=== DOCUMENT EXCERPT ===
= = =

They began to gain recognition towards the middle of the decade, in particular, it would seem, at the prompting of the School of Vienna. [52] Among the first to use these terms was Josef Kunz, who may well be the one who coined them. Kunz had a gift for formulating precise concepts and giving them incisive Latin names (he later came up with the term bellum legale) [53]; the phrases we are concerned with appear in an article [54] he published in 1934 and a book that followed in 1935 [55]. Two years later, Alfred Verdross used the term jus in bello in exactly the same way as Kunz, placing it in parentheses after the word Kriegsrecht in his handbook on public international law [56].
The chapter on recourse to force was published only in the second edition, and here the term jus ad bellum appeared [57]. Around the same time, R. Regout made frequent use of both terms in his book on the doctrine of just war [58], making it clear from the outset that they reflected a fundamental distinction, and W. Ballis followed suit [59]. It is impossible to say whether these were independent developments or otherwise. Interestingly enough, neither term can be found in the texts produced by other major publicists during the interwar years, nor, according to our investigations, were they used in the courses on war and peace given at the The Hague Academy of International Law or in any other courses.

= = =

[Named object pointing entries]
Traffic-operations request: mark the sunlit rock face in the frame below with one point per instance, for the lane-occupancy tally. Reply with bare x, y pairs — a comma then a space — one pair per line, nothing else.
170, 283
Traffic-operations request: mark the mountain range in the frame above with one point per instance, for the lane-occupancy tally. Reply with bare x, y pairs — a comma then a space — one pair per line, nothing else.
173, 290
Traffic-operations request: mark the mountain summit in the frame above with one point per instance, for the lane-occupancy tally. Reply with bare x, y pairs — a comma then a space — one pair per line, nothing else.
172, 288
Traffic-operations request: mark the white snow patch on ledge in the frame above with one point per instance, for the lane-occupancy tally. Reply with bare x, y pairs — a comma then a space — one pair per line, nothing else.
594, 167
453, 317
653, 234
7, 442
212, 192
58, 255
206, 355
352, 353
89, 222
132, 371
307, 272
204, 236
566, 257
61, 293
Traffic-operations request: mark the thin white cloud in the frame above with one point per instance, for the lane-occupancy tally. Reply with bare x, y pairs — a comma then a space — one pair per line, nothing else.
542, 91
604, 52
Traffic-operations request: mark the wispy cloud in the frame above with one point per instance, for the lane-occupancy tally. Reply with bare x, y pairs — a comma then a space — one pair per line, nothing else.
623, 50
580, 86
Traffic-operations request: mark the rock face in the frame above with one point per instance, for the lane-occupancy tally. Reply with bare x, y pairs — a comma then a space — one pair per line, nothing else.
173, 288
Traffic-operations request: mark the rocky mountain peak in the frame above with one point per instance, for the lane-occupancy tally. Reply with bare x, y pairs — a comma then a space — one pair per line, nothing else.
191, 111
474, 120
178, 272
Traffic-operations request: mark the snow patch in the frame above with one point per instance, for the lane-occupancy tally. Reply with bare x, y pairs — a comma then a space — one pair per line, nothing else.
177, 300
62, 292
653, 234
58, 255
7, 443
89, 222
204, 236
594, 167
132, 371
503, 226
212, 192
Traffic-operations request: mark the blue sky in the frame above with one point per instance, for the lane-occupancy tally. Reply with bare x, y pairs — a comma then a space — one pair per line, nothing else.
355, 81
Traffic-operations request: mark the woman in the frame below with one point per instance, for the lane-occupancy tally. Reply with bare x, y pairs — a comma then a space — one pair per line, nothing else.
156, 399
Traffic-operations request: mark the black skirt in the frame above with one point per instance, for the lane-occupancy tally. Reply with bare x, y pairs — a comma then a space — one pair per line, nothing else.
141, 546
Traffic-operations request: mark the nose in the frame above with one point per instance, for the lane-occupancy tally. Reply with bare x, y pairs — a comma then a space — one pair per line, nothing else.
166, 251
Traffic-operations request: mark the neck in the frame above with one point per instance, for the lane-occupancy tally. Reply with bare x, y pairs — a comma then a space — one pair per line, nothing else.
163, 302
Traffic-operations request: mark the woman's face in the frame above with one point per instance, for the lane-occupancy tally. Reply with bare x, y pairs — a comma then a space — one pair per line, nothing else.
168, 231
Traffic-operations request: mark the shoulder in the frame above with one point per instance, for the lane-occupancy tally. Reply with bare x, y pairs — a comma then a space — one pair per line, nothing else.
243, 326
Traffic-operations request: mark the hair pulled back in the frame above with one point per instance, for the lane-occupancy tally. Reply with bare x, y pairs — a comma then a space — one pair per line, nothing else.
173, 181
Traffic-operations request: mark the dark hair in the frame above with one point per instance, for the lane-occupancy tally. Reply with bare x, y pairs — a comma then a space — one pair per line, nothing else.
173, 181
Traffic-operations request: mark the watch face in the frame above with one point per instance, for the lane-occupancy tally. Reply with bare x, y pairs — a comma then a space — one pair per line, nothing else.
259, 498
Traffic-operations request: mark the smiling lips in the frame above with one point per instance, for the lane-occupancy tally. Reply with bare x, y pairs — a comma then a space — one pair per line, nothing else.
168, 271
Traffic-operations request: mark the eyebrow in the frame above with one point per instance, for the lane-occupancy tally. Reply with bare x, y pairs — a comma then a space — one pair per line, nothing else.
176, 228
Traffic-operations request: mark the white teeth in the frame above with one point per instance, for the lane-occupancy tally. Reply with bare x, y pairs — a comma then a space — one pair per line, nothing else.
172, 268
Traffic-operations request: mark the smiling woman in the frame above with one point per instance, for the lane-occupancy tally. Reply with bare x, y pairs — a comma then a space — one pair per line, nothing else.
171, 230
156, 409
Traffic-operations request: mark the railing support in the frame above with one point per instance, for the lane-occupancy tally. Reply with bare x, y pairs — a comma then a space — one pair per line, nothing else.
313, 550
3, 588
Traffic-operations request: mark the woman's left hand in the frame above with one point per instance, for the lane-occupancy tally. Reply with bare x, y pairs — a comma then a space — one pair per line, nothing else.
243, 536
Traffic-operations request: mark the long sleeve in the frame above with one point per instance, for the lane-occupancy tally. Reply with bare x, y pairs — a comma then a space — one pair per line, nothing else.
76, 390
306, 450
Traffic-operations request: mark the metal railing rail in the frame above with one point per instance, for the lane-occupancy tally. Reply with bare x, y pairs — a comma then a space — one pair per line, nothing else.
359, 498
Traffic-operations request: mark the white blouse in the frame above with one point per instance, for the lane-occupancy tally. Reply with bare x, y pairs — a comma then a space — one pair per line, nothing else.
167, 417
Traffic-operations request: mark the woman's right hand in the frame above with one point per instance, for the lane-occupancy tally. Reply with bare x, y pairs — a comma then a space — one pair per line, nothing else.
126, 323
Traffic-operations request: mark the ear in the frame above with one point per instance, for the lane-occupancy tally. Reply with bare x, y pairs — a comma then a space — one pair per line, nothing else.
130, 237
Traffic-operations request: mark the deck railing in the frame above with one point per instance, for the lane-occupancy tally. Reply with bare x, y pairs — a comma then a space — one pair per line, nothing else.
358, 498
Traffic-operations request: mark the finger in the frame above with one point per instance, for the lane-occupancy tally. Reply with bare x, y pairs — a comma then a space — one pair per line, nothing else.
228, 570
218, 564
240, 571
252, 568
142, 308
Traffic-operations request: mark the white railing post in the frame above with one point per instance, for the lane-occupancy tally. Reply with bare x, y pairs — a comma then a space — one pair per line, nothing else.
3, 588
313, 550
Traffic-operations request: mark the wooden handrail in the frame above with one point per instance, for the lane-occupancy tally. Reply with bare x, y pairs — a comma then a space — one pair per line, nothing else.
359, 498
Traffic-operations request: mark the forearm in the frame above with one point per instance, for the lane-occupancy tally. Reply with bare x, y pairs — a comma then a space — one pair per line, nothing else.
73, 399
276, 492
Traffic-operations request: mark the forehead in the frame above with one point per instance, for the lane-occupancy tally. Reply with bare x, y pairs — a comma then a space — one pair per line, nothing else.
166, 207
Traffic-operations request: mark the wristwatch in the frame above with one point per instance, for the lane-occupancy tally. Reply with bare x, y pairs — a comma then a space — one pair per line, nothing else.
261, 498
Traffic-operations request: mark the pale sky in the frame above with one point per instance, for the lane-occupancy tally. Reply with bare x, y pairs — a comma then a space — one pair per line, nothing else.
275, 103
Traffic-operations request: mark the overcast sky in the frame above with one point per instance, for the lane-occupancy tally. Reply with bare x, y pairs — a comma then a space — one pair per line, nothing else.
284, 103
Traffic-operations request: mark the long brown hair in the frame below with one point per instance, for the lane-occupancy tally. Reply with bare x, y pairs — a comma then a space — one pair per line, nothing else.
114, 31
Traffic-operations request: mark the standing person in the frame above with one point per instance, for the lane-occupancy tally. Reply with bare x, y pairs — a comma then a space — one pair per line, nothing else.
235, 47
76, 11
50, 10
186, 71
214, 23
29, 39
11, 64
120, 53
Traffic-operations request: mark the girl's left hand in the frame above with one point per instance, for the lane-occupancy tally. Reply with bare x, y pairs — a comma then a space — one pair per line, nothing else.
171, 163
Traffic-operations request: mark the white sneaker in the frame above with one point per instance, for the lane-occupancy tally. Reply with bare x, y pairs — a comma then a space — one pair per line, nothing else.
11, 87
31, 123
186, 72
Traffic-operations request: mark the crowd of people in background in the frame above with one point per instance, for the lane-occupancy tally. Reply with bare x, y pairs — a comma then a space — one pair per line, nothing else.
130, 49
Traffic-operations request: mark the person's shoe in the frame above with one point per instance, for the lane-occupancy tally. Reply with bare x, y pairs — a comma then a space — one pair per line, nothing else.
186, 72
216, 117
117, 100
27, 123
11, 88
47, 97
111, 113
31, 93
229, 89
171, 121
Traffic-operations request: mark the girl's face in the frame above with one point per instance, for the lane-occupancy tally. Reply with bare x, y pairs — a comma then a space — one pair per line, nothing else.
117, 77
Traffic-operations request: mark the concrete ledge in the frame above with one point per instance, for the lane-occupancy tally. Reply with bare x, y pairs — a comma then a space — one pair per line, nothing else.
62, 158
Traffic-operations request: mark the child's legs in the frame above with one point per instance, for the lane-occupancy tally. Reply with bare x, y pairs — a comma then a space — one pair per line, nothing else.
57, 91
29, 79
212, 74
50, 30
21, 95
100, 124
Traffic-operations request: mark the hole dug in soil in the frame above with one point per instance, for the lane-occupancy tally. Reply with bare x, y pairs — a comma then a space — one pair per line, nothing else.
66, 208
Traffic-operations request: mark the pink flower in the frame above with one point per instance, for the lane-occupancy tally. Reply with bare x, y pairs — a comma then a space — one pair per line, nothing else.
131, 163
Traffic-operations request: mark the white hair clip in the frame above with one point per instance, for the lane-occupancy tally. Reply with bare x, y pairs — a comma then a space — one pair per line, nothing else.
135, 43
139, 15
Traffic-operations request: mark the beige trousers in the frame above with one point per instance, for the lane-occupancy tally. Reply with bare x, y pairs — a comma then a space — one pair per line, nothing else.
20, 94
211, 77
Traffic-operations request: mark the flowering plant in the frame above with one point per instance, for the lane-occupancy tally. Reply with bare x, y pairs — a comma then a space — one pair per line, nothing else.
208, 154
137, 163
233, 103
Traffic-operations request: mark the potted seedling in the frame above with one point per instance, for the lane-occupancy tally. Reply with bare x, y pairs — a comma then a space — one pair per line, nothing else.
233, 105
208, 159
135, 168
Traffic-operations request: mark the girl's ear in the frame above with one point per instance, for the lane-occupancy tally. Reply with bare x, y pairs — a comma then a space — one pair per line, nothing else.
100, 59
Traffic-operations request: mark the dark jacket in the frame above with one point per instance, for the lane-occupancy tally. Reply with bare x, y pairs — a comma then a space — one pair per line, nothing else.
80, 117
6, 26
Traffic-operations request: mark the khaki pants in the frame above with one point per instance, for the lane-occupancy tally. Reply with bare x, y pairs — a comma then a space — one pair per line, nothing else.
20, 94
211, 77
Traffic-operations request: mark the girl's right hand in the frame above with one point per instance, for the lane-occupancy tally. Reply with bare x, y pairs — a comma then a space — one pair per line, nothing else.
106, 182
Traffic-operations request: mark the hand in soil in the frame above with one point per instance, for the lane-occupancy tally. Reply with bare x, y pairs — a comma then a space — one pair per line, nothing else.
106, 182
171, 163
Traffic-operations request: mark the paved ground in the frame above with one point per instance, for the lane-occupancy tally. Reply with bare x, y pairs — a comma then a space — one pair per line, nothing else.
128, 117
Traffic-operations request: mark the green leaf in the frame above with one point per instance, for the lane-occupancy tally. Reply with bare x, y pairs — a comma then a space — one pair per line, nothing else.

= = =

=== REQUIRED WORK ===
1 - Answer these questions about the text on the terms jus ad bellum and jus in bello, one per line:
(a) In what year did Kunz publish the article where the phrases first appear?
(b) What other Latin term did Kunz later come up with?
(c) Which chapter was published only in the second edition?
2 - Duplicate everything from "They began to" down to "international law [56]." in the text on the terms jus ad bellum and jus in bello.

=== COMPLETE ANSWERS ===
1 -
(a) 1934
(b) Bellum legale
(c) The chapter on recourse to force

2 -
They began to gain recognition towards the middle of the decade, in particular, it would seem, at the prompting of the School of Vienna. [52] Among the first to use these terms was Josef Kunz, who may well be the one who coined them. Kunz had a gift for formulating precise concepts and giving them incisive Latin names (he later came up with the term bellum legale) [53]; the phrases we are concerned with appear in an article [54] he published in 1934 and a book that followed in 1935 [55]. Two years later, Alfred Verdross used the term jus in bello in exactly the same way as Kunz, placing it in parentheses after the word Kriegsrecht in his handbook on public international law [56].